In each dataset, a series of corresponding points was manually extracted from the QB image and LiDAR data for later use in the evaluation of the results. These control point were generally selected in distinct corners for more reliable positioning. An attempt was made to select points well-distributed through the region. The number of control points in each dataset is reported in the last column of Table 1.

Dataset number 1 was selected as the sample (Figure 3). In addition to more detailed quantitative evaluations, the step-by-step results for that dataset are presented and discussed. A higher number of control points were thereby gathered, allowing the opportunity to develop a fine reference 3D model (i.e., essential for absolute and relative result evaluations).

A 3D affine model (M) was used to relate the 3D coordinates of the LiDAR points in the ground coordinate system (X, Y, Z) to their relevant 2D digital positions (r, c) in the HRSI space (Equation (1)).

$${[r,c]}^{\mathrm{T}}=\left[\mathrm{M}\right]\times {[\mathrm{X},\mathrm{Y},\mathrm{Z},1]}^{\mathrm{T}},\mathrm{M}=\left[\begin{array}{cccc}{m}_1& m_2& m_3& m_4\\ m_5& m_6& m_7& m_8\end{array}\right]$$

(1)

This model not only benefits from an appealing simplicity but also fits sufficiently well to the HRSI due to their small fields-of-view [24]. In addition, most modern satellite images are initially corrected for primary geometrical errors, which justify the use of a simple 3D affine as their relating models. The 3D affine model, when solved using the manually extracted control points, was designated as the control model (M^Ctrl) and subsequently applied to the evaluation of the results.

In Figure 2a, the error vectors (i.e., the displacement vectors between the computed image coordinate of the control model and their true image positions) are superimposed on the QB image and shown in red. A quantitative accuracy assessment of the control model was also performed using independent check points (i.e., control points that were not applied in the solution of the 3D affine model), as reported in the last column of Table 1.

> **TASK LIST**
1/ In the passage on LiDAR and satellite image registration, rewrite the part between "This model not" and "to the evaluation of the results.", inclusive, substituting "satellite imagery" for "satellite images".
2/ Resume the passage on LiDAR and satellite image registration, writing on from its last sentence.

> **STORED DATA**
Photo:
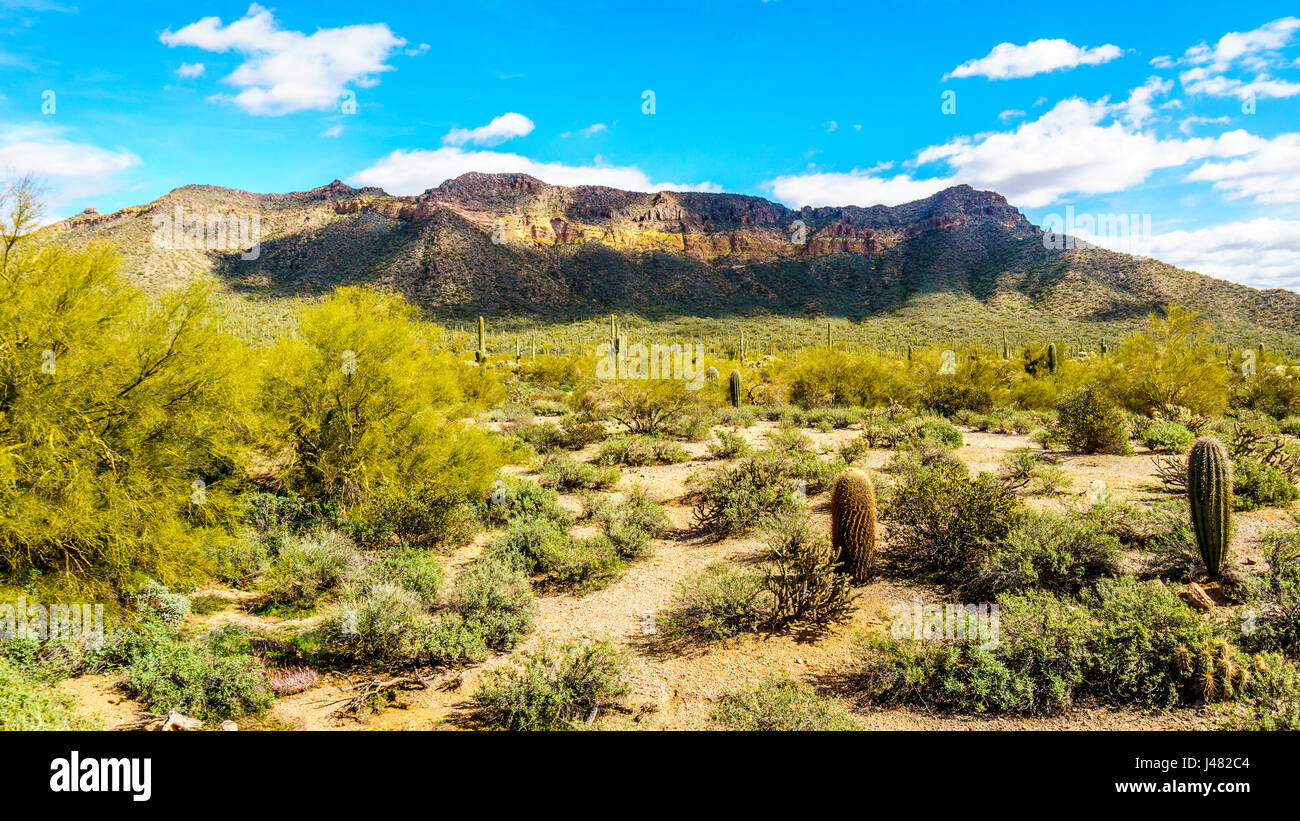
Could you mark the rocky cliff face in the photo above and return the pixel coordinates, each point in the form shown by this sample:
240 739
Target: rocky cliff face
510 243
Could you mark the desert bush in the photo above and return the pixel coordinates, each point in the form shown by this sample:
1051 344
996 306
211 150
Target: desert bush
1091 424
393 413
640 451
801 576
722 602
304 568
553 689
780 704
1256 485
427 516
566 473
411 569
520 499
238 561
631 524
27 704
159 604
939 520
495 602
1273 598
1045 551
168 674
1168 438
731 499
728 446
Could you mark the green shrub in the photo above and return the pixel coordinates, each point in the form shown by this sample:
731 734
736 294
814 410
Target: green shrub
566 473
939 520
415 570
520 499
26 704
640 451
1045 551
306 568
1168 438
1256 485
167 674
1091 424
427 516
156 603
553 690
633 522
1273 598
732 499
495 602
781 704
238 561
719 603
728 446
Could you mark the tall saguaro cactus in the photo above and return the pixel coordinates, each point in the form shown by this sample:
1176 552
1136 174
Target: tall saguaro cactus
1209 490
853 522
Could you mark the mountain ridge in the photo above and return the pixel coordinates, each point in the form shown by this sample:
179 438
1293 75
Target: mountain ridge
514 244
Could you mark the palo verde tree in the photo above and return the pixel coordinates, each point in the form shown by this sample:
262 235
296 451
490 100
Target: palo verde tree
363 396
117 439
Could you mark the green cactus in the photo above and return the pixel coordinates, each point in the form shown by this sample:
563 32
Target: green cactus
1209 490
853 522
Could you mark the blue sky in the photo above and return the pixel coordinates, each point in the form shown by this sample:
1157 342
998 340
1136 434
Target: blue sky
1187 116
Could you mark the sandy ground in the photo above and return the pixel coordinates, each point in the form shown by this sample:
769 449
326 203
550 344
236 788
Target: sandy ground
679 691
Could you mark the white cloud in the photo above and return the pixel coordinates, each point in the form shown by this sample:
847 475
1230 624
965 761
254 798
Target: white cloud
592 130
287 72
1253 51
501 129
1009 61
66 169
1139 108
1270 174
414 172
1262 252
1075 148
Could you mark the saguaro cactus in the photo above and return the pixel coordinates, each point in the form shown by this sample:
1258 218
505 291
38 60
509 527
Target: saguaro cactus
1209 490
853 522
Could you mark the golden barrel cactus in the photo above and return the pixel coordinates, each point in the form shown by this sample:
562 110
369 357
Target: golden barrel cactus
853 522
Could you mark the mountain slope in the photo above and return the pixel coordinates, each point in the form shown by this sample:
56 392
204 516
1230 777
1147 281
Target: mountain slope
506 244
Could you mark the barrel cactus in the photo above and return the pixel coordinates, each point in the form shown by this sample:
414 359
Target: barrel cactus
853 522
1209 490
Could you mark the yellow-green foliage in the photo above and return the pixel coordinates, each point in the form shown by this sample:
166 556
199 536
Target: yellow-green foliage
116 439
1173 363
853 522
363 396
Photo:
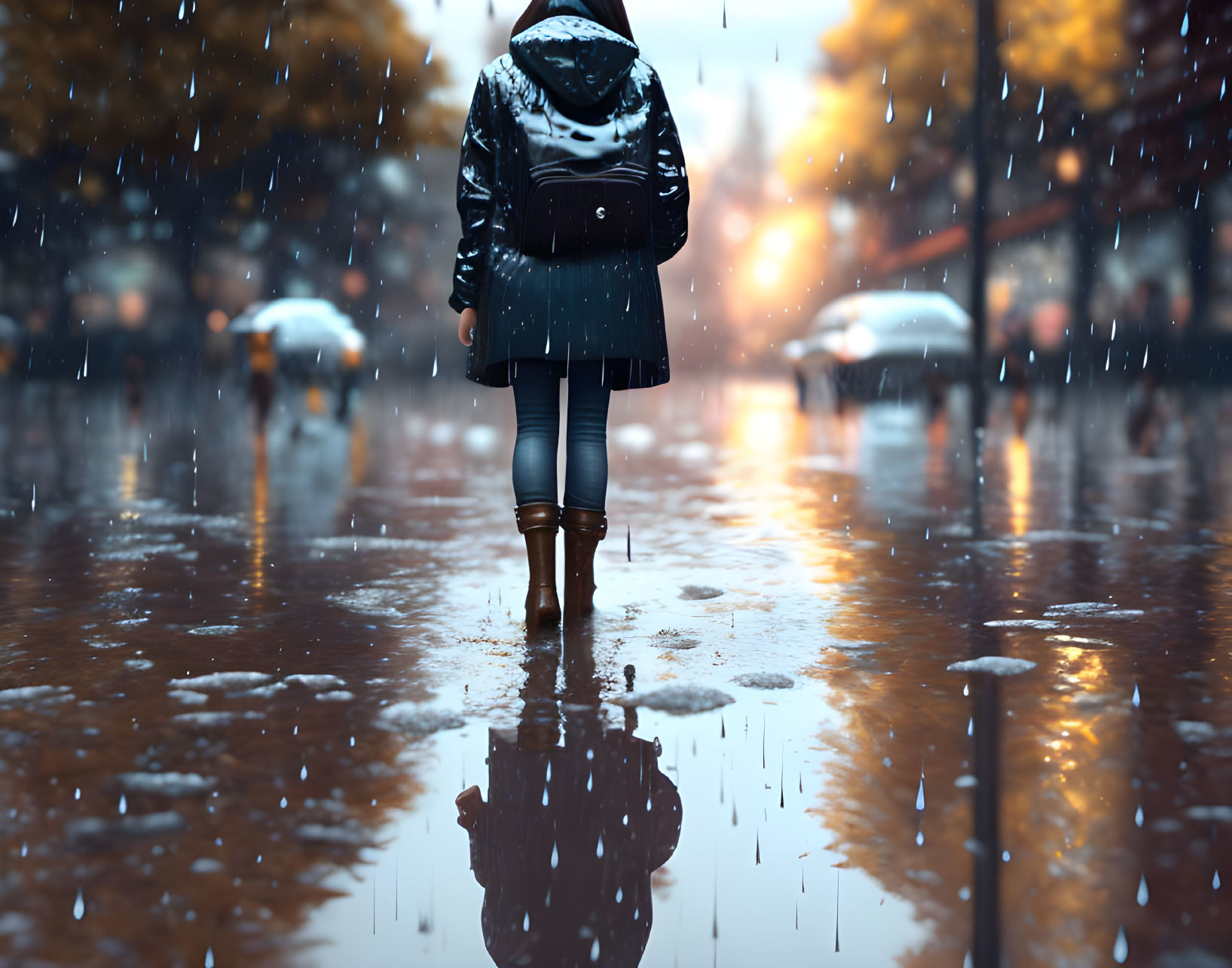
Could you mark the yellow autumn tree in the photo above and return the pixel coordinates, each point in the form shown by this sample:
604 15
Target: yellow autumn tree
900 75
213 78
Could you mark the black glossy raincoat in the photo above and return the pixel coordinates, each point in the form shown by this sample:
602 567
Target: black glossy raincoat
568 89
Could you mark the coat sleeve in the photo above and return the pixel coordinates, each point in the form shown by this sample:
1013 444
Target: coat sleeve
671 206
475 190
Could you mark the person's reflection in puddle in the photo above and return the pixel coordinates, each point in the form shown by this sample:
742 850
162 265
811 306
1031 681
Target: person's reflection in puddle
572 830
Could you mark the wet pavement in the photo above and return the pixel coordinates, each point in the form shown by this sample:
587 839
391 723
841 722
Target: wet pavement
243 680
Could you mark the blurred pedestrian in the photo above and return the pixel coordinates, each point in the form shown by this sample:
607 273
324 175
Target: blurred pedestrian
1016 328
261 364
572 190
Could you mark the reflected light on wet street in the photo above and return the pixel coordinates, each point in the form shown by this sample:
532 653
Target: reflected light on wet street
243 679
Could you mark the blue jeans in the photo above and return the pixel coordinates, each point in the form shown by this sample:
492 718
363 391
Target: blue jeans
537 399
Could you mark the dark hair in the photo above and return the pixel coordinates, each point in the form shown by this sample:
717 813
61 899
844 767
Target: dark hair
609 14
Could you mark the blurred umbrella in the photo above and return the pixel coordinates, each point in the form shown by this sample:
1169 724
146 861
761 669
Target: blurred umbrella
298 323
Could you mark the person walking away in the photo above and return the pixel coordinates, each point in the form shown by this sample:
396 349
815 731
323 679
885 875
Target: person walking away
572 191
261 365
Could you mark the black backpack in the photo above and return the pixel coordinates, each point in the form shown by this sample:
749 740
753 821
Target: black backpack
583 209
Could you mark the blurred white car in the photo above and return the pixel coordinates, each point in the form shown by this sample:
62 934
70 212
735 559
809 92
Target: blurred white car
876 345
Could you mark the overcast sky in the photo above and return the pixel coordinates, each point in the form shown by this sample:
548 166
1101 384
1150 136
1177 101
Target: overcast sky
674 35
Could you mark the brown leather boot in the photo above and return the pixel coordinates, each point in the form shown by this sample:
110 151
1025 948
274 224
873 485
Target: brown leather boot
540 522
583 531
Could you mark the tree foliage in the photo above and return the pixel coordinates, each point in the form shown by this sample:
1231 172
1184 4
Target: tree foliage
212 78
918 56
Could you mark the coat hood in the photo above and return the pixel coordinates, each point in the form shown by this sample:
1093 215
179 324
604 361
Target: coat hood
576 60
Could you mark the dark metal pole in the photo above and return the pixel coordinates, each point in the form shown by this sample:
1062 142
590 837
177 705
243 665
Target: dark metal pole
986 706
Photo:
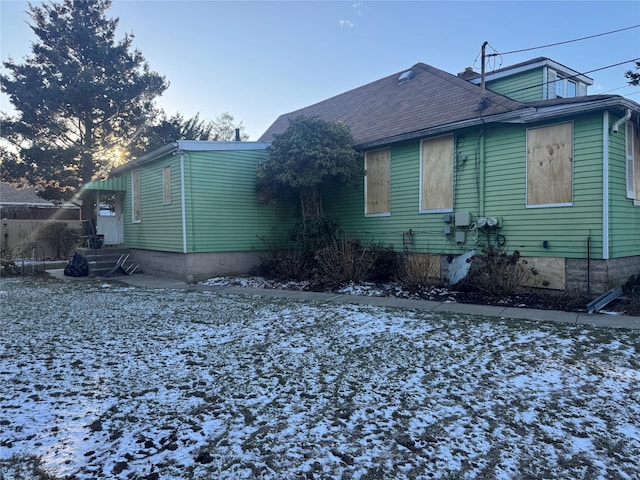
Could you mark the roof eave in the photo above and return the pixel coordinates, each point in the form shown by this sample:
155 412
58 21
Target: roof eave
507 117
525 115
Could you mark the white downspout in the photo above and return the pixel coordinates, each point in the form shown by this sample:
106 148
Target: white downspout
183 204
624 119
605 186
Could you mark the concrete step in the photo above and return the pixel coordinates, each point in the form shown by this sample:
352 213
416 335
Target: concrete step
103 260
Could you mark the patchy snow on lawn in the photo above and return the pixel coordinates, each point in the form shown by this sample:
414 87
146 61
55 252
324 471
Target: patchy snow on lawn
105 381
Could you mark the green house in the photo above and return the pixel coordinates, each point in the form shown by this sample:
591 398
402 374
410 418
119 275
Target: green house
531 163
189 210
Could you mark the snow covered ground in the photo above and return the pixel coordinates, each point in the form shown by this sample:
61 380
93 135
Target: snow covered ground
98 380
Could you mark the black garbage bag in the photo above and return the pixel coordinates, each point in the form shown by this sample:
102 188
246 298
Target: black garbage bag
77 267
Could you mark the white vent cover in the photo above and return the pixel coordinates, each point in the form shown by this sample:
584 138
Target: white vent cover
405 77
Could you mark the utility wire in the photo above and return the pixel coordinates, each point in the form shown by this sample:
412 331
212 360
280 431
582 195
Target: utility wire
567 41
574 76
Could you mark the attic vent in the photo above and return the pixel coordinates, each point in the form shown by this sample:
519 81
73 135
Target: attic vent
405 77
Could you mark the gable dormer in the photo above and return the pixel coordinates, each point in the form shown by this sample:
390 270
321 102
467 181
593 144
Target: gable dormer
534 80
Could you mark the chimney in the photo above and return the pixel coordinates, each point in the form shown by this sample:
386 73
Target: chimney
468 74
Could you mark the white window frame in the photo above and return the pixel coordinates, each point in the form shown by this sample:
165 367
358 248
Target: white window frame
136 194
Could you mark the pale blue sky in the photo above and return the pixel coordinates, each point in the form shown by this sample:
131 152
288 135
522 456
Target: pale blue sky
259 59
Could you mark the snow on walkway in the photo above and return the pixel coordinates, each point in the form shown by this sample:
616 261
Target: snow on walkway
104 381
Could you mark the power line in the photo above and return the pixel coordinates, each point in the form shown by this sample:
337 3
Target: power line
543 84
567 41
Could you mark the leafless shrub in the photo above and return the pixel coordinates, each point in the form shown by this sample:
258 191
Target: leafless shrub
496 274
418 270
345 260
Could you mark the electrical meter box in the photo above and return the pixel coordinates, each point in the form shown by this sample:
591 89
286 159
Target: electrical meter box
462 219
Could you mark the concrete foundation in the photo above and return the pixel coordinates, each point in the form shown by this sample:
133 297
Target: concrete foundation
195 267
584 277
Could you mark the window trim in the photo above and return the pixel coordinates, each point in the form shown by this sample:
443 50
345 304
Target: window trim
366 193
632 161
136 194
420 195
549 205
166 185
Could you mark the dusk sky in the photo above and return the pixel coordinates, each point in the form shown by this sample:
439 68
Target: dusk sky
259 59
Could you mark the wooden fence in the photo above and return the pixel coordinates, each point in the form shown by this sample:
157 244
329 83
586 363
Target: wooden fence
21 238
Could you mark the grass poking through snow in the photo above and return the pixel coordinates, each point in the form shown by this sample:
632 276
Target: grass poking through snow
104 381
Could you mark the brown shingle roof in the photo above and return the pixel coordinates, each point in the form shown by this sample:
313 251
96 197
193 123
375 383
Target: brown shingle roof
27 195
386 108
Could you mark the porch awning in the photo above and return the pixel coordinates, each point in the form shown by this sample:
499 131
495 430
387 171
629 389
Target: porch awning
116 184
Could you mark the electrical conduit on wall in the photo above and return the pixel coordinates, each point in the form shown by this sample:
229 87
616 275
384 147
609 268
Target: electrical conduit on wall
183 205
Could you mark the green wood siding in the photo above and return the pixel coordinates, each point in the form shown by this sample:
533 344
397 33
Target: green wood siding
624 216
523 87
566 229
223 212
160 226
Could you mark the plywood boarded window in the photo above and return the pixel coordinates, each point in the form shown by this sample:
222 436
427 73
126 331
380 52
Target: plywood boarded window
436 174
633 161
549 165
135 197
378 182
166 185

> **ANSWER SET**
1/
This model not only benefits from an appealing simplicity but also fits sufficiently well to the HRSI due to their small fields-of-view [24]. In addition, most modern satellite imagery are initially corrected for primary geometrical errors, which justify the use of a simple 3D affine as their relating models. The 3D affine model, when solved using the manually extracted control points, was designated as the control model (M^Ctrl) and subsequently applied to the evaluation of the results.

2/
4. Methodology and Results

The underlying concept of the proposed method is that shadows were considered as common extractable features in the LiDAR data and HRSI and were thus used as the candidate matching entities. Therefore, it can be categorized into feature-based registration techniques. Accordingly, LiDAR and HRSI shadow masks were first extracted. The masks were subsequently registered using a four-step hierarchical strategy in which the registration was improved successively. Figure 4 shows a diagram of the proposed method.

As shown in the above figure, the LiDAR and HRSI shadow masks were first roughly registered in their 2D digital coordinate systems (rows and columns), which led to a coarse 2D model. To do so, both shadow masks were transformed to the frequency domain, where the parameters of a 2D conformal transformation model (i.e., scale, rotation and two translations) were determined (Section 4.2). Second, local distortions from the different LiDAR and HRSI geometries were modeled to strengthen the coarse 2D model (Section 4.3). Third, the shadow masks were segmented and matched together, which produced a coarse 3D model (Section 4.3). Finally, the edge information in both data sources was exploited using Iterative Closest Edge Points Matching (ICEPM), and a fine 3D model was estimated as the ultimate registration product (Section 4.4).

The main contributions of the proposed method can be summarized as the use of shadows as matching entities between LiDAR and HRSI and fully automatic registration schemes, which did not require initial information (i.e., an initial relating model between the LiDAR and HRSIs).

The details of the proposed method are presented in the following section.

4.1. Automatic Shadow Extraction

4.1.1. Automatic Shadow Extraction in HRSI

To date, several algorithms have been developed for shadow detection and segmentation from remote sensing images [25,26]. These methods have very diverse methodologies such as texture and morphology features [15,16], enhancing and thresholds [14], color spaces and spectral characteristics [15,17,18,26,27,28,29,30,31], region growing segmentation [15], using complementary data such as DSM [13] and hybrid strategies [14,15]. It is worth noting that the radiometric similarity of shadows and features with low reflectance (e.g., water, asphalt, etc.) is one of the main challenges in this field.

In most HRSI, spectral bands are available along with the panchromatic images. Therefore, it is preferable to exploit all of these bands for shadow detection. Accordingly, the proposed shadow detection algorithm was designed in the spectral feature space, where it was intended to be fully automatic (i.e., needed no operator interaction) [32].

Among the variety of proposed spectral features for shadow detection, two groups that are based on the color invariant transforms were used in this study [29,30,31]. These features are introduced in Equations (2)–(8).

$$C_1=\arctan (\frac{B}{\arg \max \{G,R,NIR\}})$$

(2)

$$C_2=\arctan (\frac{G}{\arg \max \{R,B,NIR\}})$$

(3)

$$C_3=\arctan (\frac{R}{\arg \max \{B,G,NIR\}})$$

(4)

$$C_4=\arctan (\frac{NIR}{\arg \max \{R,G,B\}})$$

(5)

$$C_5=\log (\frac{B}{G})$$

(6)

$$C_6=\log (\frac{R}{G})$$

(7)

$$C_7=\log (\frac{NIR}{G})$$

(8)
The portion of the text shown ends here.